▶ **WORK TO BE COMPLETED**:
Please print the data again exactly as given.

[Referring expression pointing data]
▼
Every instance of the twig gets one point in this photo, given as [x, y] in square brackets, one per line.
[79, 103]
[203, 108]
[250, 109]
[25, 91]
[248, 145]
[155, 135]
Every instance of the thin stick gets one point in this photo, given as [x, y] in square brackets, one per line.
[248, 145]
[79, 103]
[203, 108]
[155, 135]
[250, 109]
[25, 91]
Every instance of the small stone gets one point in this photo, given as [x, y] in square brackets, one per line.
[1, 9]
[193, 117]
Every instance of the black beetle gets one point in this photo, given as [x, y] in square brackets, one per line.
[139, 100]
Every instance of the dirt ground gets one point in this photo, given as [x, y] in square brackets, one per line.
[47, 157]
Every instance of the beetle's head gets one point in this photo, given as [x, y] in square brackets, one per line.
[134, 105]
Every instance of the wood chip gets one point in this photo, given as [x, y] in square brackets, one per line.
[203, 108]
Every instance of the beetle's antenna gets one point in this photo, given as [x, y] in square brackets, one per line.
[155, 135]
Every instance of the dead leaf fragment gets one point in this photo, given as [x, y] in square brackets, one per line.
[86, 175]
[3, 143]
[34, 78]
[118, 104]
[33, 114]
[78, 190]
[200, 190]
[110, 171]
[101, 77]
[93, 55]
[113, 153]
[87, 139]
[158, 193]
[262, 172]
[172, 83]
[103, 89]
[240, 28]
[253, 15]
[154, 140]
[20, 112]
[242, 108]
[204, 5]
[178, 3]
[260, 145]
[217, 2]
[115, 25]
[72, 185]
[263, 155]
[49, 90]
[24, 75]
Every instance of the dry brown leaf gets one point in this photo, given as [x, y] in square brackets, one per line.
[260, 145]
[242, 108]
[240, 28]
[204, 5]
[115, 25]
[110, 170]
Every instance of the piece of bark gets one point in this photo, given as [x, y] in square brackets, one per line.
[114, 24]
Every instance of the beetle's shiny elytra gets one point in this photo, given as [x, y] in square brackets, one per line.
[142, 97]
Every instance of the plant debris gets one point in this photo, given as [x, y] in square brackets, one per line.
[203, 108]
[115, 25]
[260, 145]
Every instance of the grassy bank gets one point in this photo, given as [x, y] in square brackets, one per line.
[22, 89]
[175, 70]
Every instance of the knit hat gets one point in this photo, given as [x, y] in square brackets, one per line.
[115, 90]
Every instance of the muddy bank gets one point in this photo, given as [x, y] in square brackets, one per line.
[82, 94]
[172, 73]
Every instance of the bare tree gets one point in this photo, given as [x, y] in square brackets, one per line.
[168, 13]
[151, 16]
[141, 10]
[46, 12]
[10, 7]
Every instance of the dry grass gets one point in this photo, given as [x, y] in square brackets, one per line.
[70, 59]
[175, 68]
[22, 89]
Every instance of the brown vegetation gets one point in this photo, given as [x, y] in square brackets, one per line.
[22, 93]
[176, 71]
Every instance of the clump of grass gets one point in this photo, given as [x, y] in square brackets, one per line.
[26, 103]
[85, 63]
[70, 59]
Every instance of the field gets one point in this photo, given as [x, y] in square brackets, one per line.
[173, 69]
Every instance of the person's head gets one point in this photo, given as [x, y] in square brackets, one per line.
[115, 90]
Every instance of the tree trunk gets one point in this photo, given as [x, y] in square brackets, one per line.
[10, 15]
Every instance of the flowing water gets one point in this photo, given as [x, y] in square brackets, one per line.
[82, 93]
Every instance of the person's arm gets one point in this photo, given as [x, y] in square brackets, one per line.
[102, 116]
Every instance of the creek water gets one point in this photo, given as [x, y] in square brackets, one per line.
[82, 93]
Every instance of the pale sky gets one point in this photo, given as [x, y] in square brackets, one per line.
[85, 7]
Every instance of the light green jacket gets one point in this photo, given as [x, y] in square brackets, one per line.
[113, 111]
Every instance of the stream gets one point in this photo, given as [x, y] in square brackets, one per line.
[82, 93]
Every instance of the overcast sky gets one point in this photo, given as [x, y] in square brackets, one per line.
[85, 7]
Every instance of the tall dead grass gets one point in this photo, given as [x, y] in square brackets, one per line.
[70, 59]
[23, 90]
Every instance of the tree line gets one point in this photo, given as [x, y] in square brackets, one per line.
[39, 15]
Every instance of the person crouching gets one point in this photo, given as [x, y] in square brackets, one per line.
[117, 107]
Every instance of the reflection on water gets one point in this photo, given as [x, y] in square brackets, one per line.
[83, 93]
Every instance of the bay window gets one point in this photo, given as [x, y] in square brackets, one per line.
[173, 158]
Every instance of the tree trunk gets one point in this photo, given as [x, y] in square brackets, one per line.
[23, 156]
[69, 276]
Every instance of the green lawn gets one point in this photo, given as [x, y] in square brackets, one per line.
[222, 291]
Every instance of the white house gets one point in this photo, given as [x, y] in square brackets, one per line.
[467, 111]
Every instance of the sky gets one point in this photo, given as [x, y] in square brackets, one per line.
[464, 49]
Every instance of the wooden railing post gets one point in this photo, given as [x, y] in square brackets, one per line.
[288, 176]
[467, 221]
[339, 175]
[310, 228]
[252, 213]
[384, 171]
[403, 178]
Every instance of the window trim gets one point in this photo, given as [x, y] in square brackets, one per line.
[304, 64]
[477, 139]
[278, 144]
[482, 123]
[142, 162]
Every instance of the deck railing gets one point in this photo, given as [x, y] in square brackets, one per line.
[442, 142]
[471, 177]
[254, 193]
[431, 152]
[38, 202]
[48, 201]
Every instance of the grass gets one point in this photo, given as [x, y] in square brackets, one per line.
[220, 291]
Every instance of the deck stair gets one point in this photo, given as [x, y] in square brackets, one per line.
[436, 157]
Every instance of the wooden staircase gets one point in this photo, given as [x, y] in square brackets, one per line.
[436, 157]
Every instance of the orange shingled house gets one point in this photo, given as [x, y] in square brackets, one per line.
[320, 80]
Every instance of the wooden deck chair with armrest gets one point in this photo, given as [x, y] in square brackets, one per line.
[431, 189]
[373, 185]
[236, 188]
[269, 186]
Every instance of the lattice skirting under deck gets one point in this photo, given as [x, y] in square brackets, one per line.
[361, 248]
▲
▶ **TASK OUTPUT**:
Every instance of the twig gets one point in this photo, given as [x, y] in square brackets, one per line.
[79, 103]
[203, 108]
[250, 109]
[25, 91]
[248, 145]
[155, 135]
Every instance of the thin stick gets one point in this photo, given as [x, y] in square brackets, one per line.
[248, 145]
[79, 103]
[203, 108]
[155, 135]
[250, 109]
[25, 91]
Every instance of the small stone gets one point in this photo, given as [x, y] in square brackets, one per line.
[1, 9]
[193, 117]
Every instance of the black beetle gets one point in this photo, given as [x, y] in square brackets, one per line.
[139, 100]
Every instance of the dirt ground gets one point in this photo, given as [x, y] in square brackets, one per line.
[47, 157]
Every instance of the beetle's head gets one point in this photo, given as [x, y] in square brackets, one per line.
[134, 105]
Every instance of the wood chip gets one point in this photo, given as [x, y] in square brackets, one per line.
[203, 108]
Every instance of the beetle's antenna gets one point in this photo, given as [x, y] in square brackets, one per line.
[155, 135]
Every instance of the dead leaf fragment gets one point in this photo, given as [x, y] in square brackets, one per line.
[86, 175]
[3, 143]
[34, 78]
[118, 104]
[33, 114]
[78, 190]
[200, 190]
[110, 171]
[101, 77]
[93, 55]
[113, 153]
[87, 139]
[158, 193]
[262, 172]
[172, 83]
[103, 89]
[240, 28]
[253, 15]
[154, 140]
[20, 112]
[242, 108]
[204, 5]
[178, 3]
[260, 145]
[217, 2]
[115, 25]
[72, 185]
[263, 155]
[49, 90]
[24, 75]
Every instance of the dry brown leaf gets one point in this photo, given as [x, y] in square brackets, one per line.
[260, 145]
[242, 108]
[240, 28]
[204, 5]
[115, 25]
[110, 170]
Every instance of the piece of bark gets one point in this photo, given as [x, y] in square brackets, one per line.
[114, 24]
Every instance of the beetle's shiny elytra gets one point in this photo, given as [x, y] in square brackets, one per line.
[142, 97]
Every instance of the plant debris gets one point in this photo, given as [x, y] in square brackets, one per line.
[203, 108]
[115, 25]
[260, 145]
Every instance of the grassy bank gets one point in this photo, given as [x, y] in square brackets, one per line.
[22, 89]
[175, 70]
Every instance of the knit hat gets one point in this photo, given as [x, y] in square brackets, one per line.
[115, 90]
Every instance of the muddy bank gets one point in this photo, given as [x, y] in square brackets, one per line.
[82, 94]
[172, 73]
Every instance of the bare tree gets one point in this photo, given as [x, y] in square brackets, one per line.
[168, 13]
[151, 16]
[141, 10]
[46, 12]
[10, 7]
Every instance of the dry grass gets one point in this photo, given as [x, y] in square brackets, one per line.
[70, 59]
[175, 68]
[22, 89]
Every instance of the brown vegetation gets one point in this photo, given as [x, y] in square brackets, one per line.
[22, 93]
[176, 71]
Every instance of the clump of grass gets one point in this photo, given as [x, y] in square brackets, one per line.
[26, 103]
[85, 63]
[70, 59]
Every instance of the field gets one point in this photo, given as [x, y] in square brackets, one per line.
[173, 69]
Every instance of the person's head gets one point in this photo, given as [x, y] in square brackets, one per line.
[115, 90]
Every instance of the tree trunk gets one point in this photo, given as [x, y] in square brackets, one per line.
[10, 15]
Every instance of the flowing water gets one point in this photo, given as [x, y] in square brackets, one per line.
[82, 93]
Every instance of the person's arm gets one point in this photo, given as [x, y] in square brackets, one per line.
[102, 116]
Every instance of the creek water gets one point in this photo, given as [x, y] in square brackets, one per line.
[82, 93]
Every instance of the pale sky gets one point in this photo, given as [x, y] in square brackets, one per line.
[85, 7]
Every instance of the light green jacket gets one point in this photo, given as [x, y] in square brackets, one per line.
[113, 111]
Every instance of the stream gets one point in this photo, given as [x, y] in square brackets, one per line.
[82, 93]
Every instance of the overcast sky gets one point in this photo, given as [x, y] in square brackets, one per line.
[85, 7]
Every instance of the tall dead grass gets one point in this photo, given as [x, y] in square brackets, one per line.
[70, 59]
[23, 90]
Every instance of the tree line gets one point in this photo, given as [x, y] in square brackets, one per line.
[39, 15]
Every instance of the person crouching gets one point in this photo, given as [x, y] in square brackets, one per line.
[117, 107]
Every instance of the reflection on water gets one point in this photo, given as [x, y] in square brackets, one per line.
[83, 93]
Every instance of the bay window gets one point in this photo, given as [x, y] in square brackets, one per line.
[173, 158]
Every instance of the tree trunk gets one point in this photo, given as [x, y] in square brackets, one per line.
[23, 156]
[69, 276]
Every instance of the green lawn gets one point in this photo, given as [x, y] in square brackets, one per line.
[222, 291]
Every instance of the white house gets one point in this photo, given as [x, y] in square brackets, one per line.
[467, 111]
Every instance of the sky gets one point in this photo, given as [x, y] in square brackets, one per line.
[464, 49]
Every instance of the wooden railing post gets one point in this photo, given as [x, y] in square brackets, one per line.
[288, 176]
[467, 221]
[339, 175]
[310, 228]
[252, 213]
[384, 171]
[403, 178]
Every instance of the window trim gets one point in this photo, given as [x, y] in square brackets, one per line.
[304, 64]
[477, 139]
[278, 144]
[482, 123]
[142, 162]
Every instance of the deck railing gets one point in this photo, given as [x, y] in square brackets, one per line.
[442, 142]
[471, 177]
[254, 193]
[431, 152]
[38, 202]
[48, 201]
Every instance of the grass gets one point in this photo, given as [x, y] in square brackets, one per line.
[220, 291]
Every instance of the deck stair gets one point in this photo, given as [x, y] in square brackets, one per line.
[436, 157]
Every instance of the wooden staircase gets one point in this photo, given as [x, y] in square brackets, one per line.
[436, 157]
Every instance of the orange shingled house gets one point in this photo, given as [x, y] in square brackets, one per line.
[320, 80]
Every instance of the wooden deck chair with armrest gets one point in this photo, given as [x, y] in square brackets, one per line.
[431, 189]
[373, 185]
[236, 188]
[269, 186]
Every instance of the lattice skirting under deck gets one point in this photo, given as [x, y] in square brackets, one per line.
[361, 248]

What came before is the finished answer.